== WRITTEN REQUEST ==
Starting at the line with "Task: point at every instance of the tree bark, one", transcribe each line through the final one, both included, and add nothing.

== DATA PROVIDED ==
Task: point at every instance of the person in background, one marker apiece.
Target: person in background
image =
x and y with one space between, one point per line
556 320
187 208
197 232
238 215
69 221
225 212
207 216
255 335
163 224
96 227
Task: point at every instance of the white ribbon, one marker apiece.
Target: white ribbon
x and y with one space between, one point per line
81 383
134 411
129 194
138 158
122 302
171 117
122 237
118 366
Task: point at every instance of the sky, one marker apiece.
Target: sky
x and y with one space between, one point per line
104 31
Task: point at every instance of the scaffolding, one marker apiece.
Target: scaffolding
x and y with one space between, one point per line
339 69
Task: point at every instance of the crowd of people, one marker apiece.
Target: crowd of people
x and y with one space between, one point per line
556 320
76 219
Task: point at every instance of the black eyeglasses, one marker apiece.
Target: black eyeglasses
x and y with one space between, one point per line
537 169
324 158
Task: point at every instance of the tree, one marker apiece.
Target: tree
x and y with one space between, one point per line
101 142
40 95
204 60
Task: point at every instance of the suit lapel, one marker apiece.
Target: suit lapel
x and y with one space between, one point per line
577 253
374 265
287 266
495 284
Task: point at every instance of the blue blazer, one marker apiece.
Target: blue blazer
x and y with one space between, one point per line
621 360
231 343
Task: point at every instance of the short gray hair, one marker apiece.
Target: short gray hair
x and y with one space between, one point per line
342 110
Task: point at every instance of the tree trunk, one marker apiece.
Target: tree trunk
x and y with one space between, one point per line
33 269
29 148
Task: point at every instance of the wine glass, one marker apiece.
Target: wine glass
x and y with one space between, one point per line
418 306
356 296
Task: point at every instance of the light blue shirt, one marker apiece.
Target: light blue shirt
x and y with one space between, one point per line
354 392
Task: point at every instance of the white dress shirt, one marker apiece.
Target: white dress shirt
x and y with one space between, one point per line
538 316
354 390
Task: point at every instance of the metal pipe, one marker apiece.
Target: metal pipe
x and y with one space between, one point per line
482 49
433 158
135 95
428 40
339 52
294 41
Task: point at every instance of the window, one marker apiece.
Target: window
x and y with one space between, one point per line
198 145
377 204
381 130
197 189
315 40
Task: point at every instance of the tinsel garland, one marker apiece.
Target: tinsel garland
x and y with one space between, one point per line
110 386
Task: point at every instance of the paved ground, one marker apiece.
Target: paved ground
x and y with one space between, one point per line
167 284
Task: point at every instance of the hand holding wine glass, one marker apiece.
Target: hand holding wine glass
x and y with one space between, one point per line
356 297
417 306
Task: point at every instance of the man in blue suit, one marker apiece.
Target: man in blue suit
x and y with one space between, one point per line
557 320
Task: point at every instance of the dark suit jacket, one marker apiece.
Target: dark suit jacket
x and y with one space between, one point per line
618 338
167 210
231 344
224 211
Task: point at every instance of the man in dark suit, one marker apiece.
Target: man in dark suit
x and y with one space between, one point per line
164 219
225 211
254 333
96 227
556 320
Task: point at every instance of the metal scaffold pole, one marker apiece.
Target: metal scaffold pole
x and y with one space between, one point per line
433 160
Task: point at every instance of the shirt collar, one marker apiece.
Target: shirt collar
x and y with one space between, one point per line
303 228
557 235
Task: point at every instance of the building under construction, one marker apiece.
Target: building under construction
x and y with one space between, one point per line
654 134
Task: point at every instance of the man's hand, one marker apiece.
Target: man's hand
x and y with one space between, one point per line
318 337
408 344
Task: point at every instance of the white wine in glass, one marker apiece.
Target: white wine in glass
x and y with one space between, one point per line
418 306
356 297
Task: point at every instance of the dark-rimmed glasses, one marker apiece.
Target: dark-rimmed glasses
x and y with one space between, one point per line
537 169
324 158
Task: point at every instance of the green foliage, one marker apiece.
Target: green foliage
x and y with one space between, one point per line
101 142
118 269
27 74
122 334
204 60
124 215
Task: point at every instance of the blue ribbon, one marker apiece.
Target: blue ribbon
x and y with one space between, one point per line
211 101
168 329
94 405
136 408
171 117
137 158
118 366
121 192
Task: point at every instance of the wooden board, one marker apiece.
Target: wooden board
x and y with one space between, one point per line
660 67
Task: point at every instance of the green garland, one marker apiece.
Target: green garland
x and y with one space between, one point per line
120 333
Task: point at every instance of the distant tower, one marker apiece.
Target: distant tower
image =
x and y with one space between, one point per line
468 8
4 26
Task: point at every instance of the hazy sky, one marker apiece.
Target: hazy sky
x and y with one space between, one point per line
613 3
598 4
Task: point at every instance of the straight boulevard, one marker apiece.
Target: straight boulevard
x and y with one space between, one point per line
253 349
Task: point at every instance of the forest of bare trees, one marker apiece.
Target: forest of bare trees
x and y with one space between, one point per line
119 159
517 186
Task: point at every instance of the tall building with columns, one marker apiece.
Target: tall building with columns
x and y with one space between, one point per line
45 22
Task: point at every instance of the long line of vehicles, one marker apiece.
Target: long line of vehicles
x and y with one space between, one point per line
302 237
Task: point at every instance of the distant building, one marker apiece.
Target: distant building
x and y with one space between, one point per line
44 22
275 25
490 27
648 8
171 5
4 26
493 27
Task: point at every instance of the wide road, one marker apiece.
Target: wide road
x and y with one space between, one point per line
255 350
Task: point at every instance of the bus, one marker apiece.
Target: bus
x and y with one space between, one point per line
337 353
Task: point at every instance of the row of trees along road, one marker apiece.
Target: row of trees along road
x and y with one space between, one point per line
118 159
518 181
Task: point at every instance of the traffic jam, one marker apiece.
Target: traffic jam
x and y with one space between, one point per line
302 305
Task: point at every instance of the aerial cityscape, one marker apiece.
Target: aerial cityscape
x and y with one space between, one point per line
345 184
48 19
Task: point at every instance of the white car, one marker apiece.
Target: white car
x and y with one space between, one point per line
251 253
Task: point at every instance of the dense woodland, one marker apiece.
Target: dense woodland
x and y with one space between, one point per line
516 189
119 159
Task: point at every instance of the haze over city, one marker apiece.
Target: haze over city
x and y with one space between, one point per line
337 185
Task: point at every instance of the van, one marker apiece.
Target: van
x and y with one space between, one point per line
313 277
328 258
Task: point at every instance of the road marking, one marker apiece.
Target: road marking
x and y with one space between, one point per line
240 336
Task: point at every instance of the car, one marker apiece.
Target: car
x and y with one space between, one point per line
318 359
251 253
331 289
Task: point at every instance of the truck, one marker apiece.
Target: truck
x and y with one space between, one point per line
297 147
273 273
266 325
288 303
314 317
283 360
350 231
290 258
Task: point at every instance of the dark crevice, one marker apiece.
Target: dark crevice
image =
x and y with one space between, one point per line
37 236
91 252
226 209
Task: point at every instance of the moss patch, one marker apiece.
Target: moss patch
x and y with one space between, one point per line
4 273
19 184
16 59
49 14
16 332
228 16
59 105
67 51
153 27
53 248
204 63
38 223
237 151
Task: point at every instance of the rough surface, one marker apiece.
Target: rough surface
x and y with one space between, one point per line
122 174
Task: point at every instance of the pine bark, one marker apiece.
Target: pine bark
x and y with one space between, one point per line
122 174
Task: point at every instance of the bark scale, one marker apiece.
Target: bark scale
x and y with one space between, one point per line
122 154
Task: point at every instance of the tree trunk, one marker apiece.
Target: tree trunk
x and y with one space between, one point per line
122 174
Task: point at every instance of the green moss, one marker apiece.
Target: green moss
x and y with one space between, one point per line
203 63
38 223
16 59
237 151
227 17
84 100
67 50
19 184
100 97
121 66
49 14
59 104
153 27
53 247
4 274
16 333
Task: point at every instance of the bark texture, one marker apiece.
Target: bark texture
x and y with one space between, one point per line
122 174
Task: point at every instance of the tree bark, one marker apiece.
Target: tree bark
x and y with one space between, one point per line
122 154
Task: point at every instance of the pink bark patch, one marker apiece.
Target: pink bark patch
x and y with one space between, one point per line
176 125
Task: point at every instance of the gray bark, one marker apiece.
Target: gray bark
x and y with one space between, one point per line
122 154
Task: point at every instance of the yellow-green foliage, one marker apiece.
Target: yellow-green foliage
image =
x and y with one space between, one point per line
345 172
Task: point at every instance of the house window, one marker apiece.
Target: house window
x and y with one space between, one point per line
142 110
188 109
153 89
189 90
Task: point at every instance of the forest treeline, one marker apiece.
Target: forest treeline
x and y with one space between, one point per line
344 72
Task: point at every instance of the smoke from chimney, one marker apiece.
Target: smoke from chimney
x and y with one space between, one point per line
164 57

== TASK OUTPUT ==
Task: point at every instance of the tree bark, one marker apiece.
Target: tree bark
x and y with one space between, one point per line
122 154
Task: point at every instance of the pink bark patch, one marker apiece.
Target: pink bark patch
x and y with one space between, one point per line
176 125
Task: point at every instance of the gray bark, one marker apiece.
Target: gray bark
x and y with one space between, one point per line
122 154
Task: point at every instance of the yellow-green foliage, one marker apiece.
Target: yellow-green foliage
image =
x and y with one space between, one point per line
345 172
Task: point at every instance of the house window, one marker apiece.
Target: house window
x and y with one space between, one point per line
142 110
188 109
153 89
189 90
Task: point at every instance of the forest treeline, one marker apiece.
Target: forest treeline
x and y with one space between, one point per line
344 72
Task: point at every instance of the smoke from chimney, one marker apiece.
Target: smoke from chimney
x and y with one space between, one point per line
164 57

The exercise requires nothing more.